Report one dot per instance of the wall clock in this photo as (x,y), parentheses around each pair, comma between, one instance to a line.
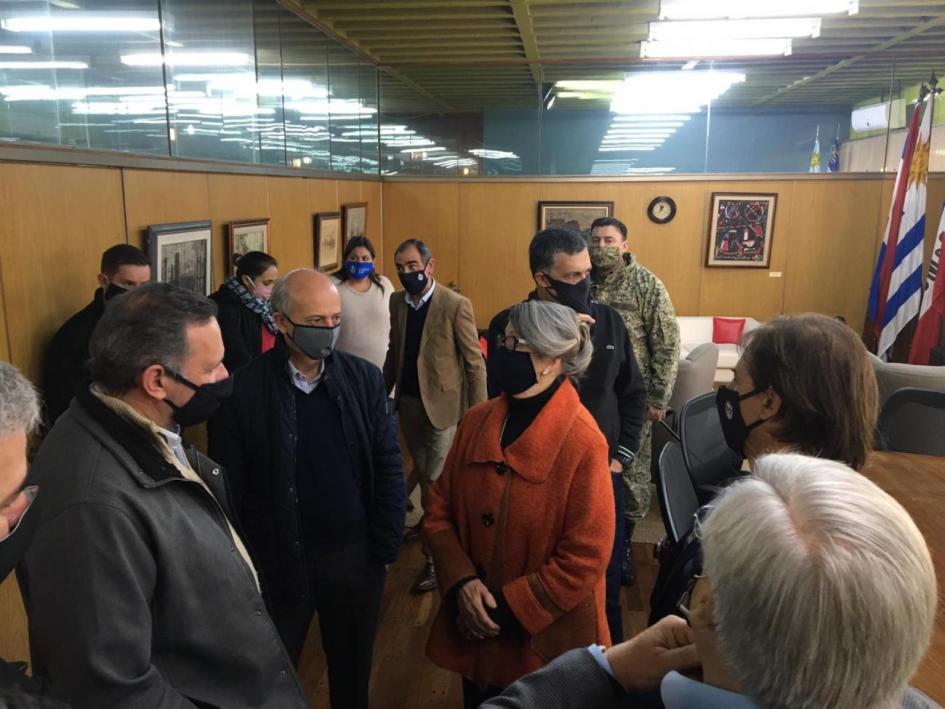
(661,210)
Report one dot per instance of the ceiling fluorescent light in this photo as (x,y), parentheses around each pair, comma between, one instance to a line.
(186,59)
(800,27)
(81,22)
(711,47)
(44,65)
(736,9)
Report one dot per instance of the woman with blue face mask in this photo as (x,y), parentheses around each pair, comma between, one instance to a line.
(365,327)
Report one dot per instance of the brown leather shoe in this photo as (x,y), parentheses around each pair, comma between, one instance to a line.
(426,581)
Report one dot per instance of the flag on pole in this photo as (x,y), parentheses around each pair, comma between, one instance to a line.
(834,164)
(897,281)
(815,156)
(932,311)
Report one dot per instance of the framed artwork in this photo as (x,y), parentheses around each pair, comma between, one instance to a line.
+ + + + + + +
-- What you should do --
Each line from the one containing "Report one dot per instance of the flag" to the end of the entries above should be copied exactly, and no other line.

-- Result for this exercise --
Report one dot per instance of the flag on pole in this photo as (x,y), parentheses around each pair, comma between, one instance to a line.
(834,164)
(897,281)
(815,156)
(932,311)
Report one dot per instance of the framed artwork in this photo as (x,y), parentheses around each pair, comma between, one instance to a line.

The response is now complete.